Good actors work with just this type of "subtext." I remember Meryl Streep saying that she and Dustin Hoffman thought their best scene in Kramer vs. Kramer was the one where they meet in a restaurant -- the subtext was rage, absolute fury, the war between these two characters, and it all had to be reined in, due to the setting.

Definitely a technique poets can draw on, when the subject is raw emotion. The temptation is to milk the emotion, cry out in absolute pain or whatever, when understatement may be the better artistic stance.


Esther Cameron 04-05-2001 06:20 PM

I rejoiced to find this thread yesterday, having just read a couple of her poems for the "Mind's Eye Radio" program that is broadcast out of Madison. The theme for this month was "Influences." I've been influenced by a lot of writers, but perhaps Millay's influence has been the most sustaining.

Below are the two poems I read for the radio. The first sonnet, I feel, is closer to the quintessential Millay than the one Julie quoted, fine though it is. She basically is not a restrained, understated poet, which is why I for one like her -- she does not apologize.

Esther


Pity me not because the light of day
At close of day no longer walks the sky,
Pity me not for beauties passed away
From field and thicket as the year goes by,
Pity me not the waning of the moon,
Nor that the ebbing tide goes out to see,
Nor that a man's desire is hushed so soon
And you no longer look with love on me.

This have I always known: love is no more
Than the wide blossom which the wind assails,
Than the great tide that treads the shifting shore,
Strewing fresh wreckage gathered in the gales.
****
**Task instructions:**
**A.** From the Millay discussion, return the passage from "Definitely a technique" to "does not apologize.".
**B.** Translate this sentence from the Millay discussion into Spanish: "The temptation is to milk the emotion, cry out in absolute pain or whatever, when understatement may be the better artistic stance."

**Supplied material:**
****
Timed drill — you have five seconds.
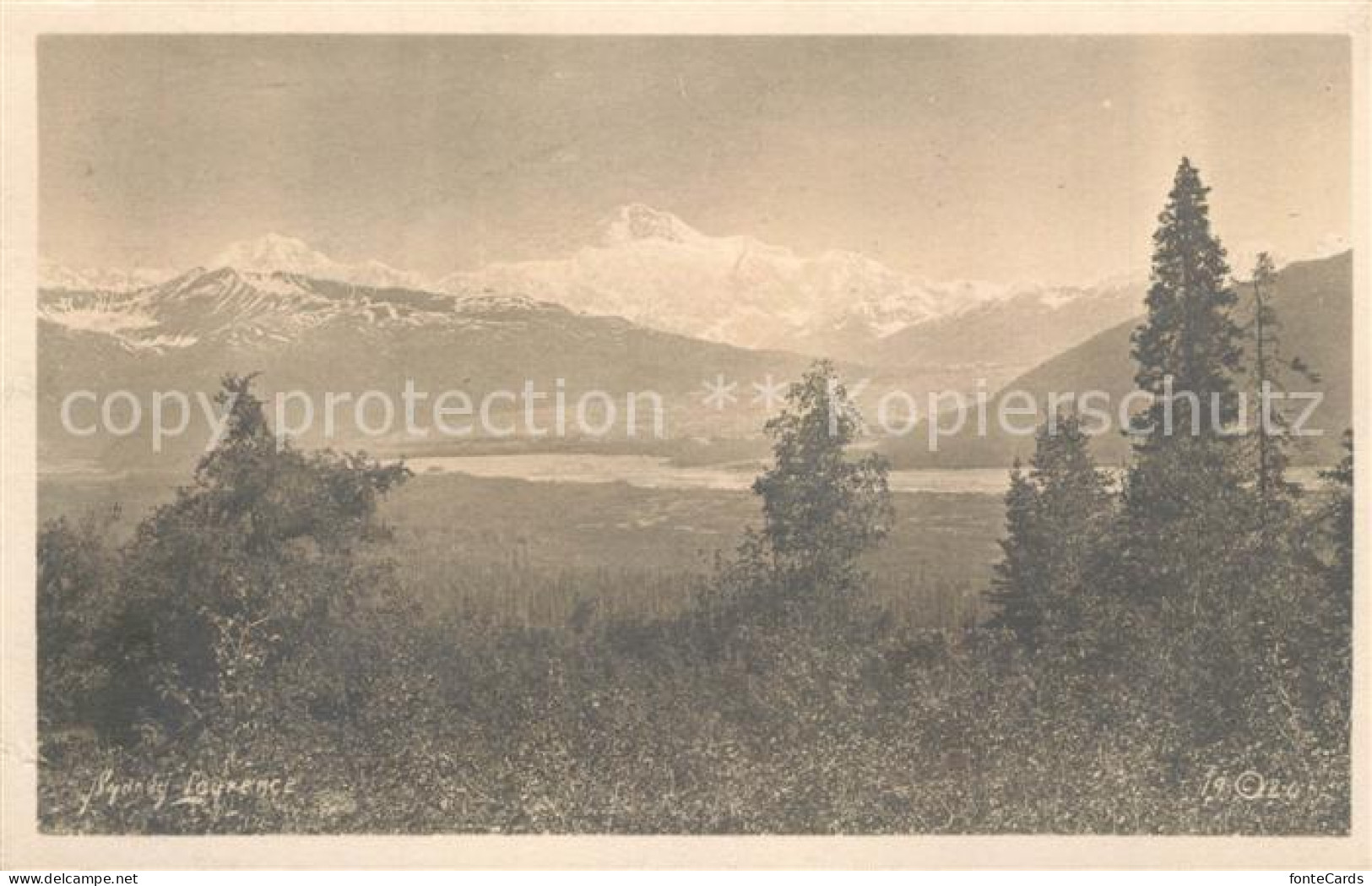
****
**The replies:**
**A.**
Definitely a technique poets can draw on, when the subject is raw emotion. The temptation is to milk the emotion, cry out in absolute pain or whatever, when understatement may be the better artistic stance.


Esther Cameron 04-05-2001 06:20 PM

I rejoiced to find this thread yesterday, having just read a couple of her poems for the "Mind's Eye Radio" program that is broadcast out of Madison. The theme for this month was "Influences." I've been influenced by a lot of writers, but perhaps Millay's influence has been the most sustaining.

Below are the two poems I read for the radio. The first sonnet, I feel, is closer to the quintessential Millay than the one Julie quoted, fine though it is. She basically is not a restrained, understated poet, which is why I for one like her -- she does not apologize.

**B.** La tentación es exprimir la emoción, gritar de dolor absoluto o lo que sea, cuando la contención puede ser la mejor postura artística.